• [TASK]:
Translate this sentence from the post below about measuring distance to a wall with an IR sensor into Spanish: "At the end is a new library routine for finding ARCSINE."

===== EXTRACT PROVIDED

Following is an IC routine that can be used to find angular displacement
from and distance to a wall. It uses the Sharp GP2D12 IR ranging module
mounted on a servo to do the ranging. At the end is a new library
routine for finding ARCSINE.
I hope from the comments that the application is clear and the methods
transparent, but if there are questions, please post them here on the HB
list server.
Gary Livick
/* rangingRH.c
General notes: this code can be used to find both the angle from a wall
located to the right side of a robot, as long as the
angular deviation from parallel to the wall isn't too great, and also
the distance from the sensor (located on the robot) to the
wall. The limitation is that neither of the two major readings (at 50
degrees and 90 degrees left of the robot longitudinal axis)
are >= 41 inches. As the code stands, it will hang if either range is
> = 41 degrees. The user can modify the code for readings
to the left.

==========
===== LISTING

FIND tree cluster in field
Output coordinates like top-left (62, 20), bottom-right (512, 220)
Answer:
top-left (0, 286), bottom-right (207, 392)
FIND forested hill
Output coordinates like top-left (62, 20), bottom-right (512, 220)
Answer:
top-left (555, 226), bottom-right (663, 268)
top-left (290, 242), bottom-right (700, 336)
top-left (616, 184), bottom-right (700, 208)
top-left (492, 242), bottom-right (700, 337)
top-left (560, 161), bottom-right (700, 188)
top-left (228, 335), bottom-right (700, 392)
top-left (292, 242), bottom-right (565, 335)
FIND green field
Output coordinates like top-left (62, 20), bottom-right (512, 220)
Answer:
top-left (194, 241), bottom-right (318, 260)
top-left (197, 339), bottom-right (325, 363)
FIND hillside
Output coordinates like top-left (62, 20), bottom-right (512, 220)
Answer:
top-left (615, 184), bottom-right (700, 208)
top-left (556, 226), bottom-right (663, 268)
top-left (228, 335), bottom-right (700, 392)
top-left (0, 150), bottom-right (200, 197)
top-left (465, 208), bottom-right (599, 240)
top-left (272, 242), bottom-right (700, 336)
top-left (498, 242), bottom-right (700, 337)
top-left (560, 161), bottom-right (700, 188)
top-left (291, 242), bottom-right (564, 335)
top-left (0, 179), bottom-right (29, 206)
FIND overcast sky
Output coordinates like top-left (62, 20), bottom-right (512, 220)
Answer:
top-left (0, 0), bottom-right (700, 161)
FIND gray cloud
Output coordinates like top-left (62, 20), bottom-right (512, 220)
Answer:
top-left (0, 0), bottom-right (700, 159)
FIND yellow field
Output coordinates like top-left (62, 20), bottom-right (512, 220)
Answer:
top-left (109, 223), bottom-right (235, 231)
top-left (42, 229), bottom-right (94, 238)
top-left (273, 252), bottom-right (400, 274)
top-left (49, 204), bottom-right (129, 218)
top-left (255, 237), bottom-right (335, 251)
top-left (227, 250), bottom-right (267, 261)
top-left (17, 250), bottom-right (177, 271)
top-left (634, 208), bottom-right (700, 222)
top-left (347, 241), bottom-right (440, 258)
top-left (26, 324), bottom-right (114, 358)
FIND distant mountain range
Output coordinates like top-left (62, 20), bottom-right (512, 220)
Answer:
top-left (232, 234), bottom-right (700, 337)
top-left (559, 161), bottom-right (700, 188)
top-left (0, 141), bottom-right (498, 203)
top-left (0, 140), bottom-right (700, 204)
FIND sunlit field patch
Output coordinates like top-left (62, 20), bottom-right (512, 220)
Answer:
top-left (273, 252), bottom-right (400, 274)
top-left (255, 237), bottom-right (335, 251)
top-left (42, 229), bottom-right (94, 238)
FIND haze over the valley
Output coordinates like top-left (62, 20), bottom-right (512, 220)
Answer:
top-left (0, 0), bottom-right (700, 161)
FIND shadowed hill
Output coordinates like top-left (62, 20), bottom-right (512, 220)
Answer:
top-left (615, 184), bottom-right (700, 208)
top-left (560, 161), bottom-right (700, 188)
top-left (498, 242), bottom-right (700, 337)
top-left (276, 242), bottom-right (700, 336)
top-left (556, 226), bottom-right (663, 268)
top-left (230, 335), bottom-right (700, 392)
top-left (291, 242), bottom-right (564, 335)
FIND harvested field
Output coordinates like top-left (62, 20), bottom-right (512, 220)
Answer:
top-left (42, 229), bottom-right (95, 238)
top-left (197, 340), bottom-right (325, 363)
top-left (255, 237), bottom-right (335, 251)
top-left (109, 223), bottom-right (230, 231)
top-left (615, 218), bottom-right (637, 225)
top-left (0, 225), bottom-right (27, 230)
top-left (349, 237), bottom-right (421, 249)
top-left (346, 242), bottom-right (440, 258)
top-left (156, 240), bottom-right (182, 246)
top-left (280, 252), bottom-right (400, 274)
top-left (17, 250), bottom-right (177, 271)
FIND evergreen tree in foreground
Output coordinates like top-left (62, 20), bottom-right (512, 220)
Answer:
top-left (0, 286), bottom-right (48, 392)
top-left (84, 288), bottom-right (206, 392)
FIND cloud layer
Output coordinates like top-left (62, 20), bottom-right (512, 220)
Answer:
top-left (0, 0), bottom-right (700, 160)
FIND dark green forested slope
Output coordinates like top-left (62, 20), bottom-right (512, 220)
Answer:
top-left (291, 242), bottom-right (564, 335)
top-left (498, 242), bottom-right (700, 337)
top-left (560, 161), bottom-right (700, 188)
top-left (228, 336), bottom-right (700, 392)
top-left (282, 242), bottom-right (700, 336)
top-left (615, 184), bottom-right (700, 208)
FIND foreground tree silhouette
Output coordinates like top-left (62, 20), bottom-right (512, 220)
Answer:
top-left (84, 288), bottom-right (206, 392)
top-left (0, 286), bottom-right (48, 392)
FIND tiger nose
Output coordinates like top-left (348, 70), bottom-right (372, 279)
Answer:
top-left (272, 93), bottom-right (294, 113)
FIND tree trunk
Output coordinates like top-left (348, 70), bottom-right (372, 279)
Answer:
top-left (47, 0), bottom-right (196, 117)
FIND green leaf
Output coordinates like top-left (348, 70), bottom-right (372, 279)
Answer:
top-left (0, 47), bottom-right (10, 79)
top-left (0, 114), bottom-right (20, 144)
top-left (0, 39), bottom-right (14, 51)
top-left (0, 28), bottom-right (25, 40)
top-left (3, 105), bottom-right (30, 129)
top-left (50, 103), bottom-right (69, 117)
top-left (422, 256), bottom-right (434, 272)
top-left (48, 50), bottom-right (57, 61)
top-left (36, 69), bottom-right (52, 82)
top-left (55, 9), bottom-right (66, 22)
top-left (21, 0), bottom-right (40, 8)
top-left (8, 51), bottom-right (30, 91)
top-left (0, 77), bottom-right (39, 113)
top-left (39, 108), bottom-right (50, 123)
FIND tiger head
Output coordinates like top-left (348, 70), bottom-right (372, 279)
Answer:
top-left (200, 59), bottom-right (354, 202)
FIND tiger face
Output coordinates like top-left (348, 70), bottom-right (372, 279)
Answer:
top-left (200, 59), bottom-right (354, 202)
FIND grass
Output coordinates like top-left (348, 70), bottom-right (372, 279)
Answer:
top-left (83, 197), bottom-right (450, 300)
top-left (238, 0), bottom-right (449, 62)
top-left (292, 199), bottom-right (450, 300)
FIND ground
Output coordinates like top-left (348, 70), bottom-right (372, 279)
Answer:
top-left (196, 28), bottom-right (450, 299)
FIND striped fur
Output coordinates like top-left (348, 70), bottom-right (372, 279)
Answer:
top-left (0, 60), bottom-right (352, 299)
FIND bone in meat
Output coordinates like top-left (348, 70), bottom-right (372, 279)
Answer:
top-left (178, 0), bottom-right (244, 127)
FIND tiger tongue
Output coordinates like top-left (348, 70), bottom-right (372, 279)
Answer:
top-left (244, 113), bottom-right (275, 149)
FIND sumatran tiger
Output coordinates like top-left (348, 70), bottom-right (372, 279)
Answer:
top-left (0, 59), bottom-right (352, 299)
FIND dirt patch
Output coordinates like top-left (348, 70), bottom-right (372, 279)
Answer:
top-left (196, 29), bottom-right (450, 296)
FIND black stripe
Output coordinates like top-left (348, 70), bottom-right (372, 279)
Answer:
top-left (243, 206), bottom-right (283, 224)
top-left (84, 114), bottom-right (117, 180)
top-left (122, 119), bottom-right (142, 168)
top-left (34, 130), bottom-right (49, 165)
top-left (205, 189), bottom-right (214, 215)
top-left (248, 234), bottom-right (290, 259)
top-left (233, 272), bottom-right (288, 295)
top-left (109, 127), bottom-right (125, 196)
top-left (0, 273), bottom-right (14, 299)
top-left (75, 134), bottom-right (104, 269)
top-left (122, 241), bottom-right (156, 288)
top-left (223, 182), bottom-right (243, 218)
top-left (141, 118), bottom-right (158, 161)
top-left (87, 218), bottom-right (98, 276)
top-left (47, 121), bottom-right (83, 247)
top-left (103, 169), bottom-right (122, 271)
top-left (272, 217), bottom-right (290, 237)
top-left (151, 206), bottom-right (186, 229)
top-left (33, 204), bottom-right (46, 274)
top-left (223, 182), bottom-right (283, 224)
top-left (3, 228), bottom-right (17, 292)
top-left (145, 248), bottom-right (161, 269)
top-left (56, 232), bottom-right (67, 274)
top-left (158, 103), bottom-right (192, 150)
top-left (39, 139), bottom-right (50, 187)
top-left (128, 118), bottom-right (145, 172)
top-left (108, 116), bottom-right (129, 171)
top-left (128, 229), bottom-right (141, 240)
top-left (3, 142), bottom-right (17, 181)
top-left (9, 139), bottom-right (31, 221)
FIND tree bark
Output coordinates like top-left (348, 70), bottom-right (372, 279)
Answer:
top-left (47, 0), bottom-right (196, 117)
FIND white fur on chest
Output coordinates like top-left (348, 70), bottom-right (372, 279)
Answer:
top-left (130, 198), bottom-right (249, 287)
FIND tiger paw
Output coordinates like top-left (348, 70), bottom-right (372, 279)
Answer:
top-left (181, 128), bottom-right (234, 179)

==========

• [RESPONSE]:
Al final hay una nueva rutina de biblioteca para calcular el ARCOSENO.